> [PROVIDED RECORDS]
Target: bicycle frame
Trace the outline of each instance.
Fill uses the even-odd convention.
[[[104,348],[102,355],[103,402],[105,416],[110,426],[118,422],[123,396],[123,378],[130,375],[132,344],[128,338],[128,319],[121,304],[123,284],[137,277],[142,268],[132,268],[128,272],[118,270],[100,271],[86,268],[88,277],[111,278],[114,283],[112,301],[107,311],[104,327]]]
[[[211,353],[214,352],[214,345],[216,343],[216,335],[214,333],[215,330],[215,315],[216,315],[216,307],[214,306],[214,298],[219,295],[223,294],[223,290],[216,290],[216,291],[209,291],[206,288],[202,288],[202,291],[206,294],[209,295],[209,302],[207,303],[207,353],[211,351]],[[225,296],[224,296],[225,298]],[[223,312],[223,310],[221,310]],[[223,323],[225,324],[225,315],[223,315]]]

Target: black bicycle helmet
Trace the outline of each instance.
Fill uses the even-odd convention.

==

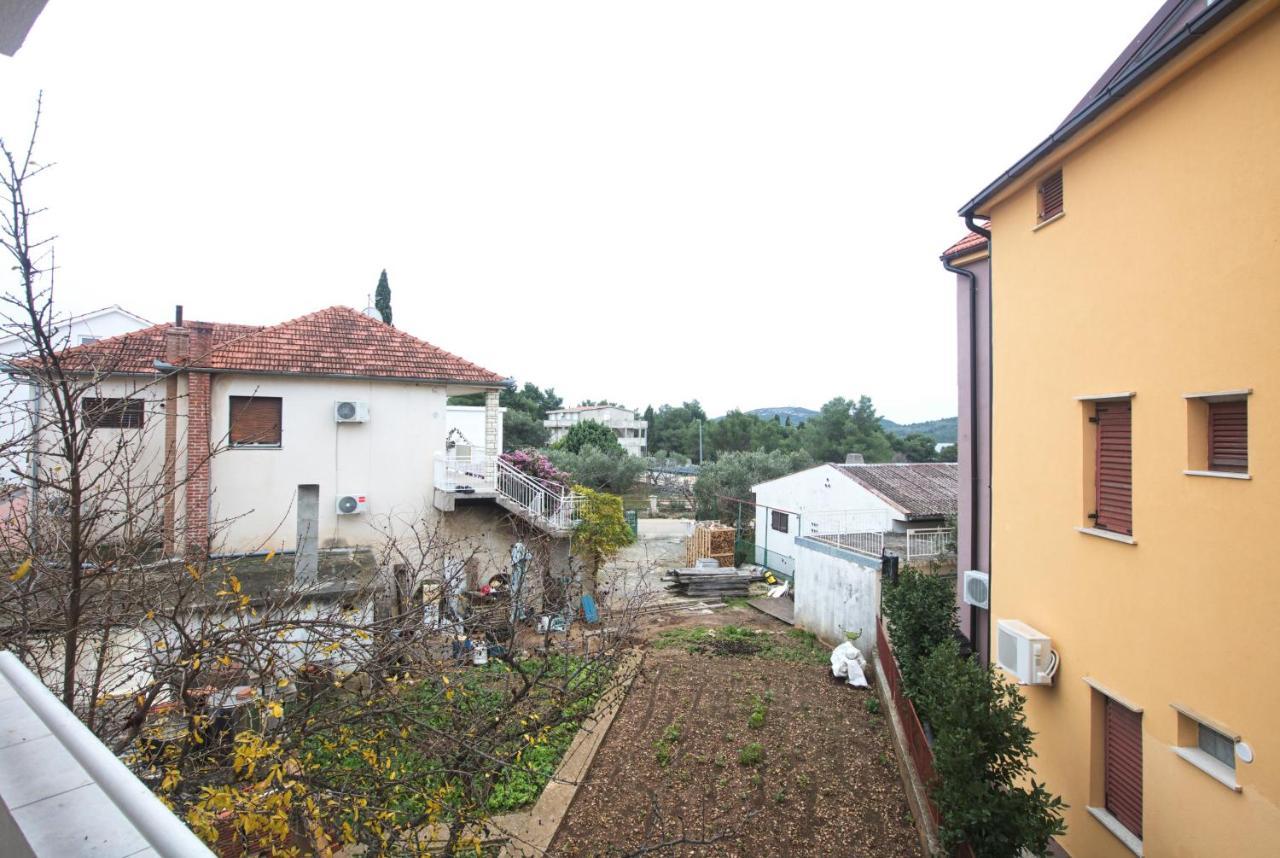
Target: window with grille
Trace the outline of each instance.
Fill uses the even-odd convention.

==

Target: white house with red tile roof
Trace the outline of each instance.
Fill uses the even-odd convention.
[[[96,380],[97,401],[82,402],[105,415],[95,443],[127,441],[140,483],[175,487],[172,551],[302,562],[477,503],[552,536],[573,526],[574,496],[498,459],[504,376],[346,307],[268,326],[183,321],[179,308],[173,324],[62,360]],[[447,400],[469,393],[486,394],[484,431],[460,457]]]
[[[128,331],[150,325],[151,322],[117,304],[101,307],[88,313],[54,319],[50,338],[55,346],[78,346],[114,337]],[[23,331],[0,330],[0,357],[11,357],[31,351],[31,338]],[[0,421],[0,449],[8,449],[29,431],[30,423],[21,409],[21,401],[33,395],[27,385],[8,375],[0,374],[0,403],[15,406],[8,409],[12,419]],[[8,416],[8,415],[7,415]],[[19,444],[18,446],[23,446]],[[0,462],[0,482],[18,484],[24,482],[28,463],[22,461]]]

> [EXERCISE AIM] Search the data above for the string "bicycle" and return every line that has it.

> [EXPECTED ANSWER]
Target: bicycle frame
Target: black bicycle helmet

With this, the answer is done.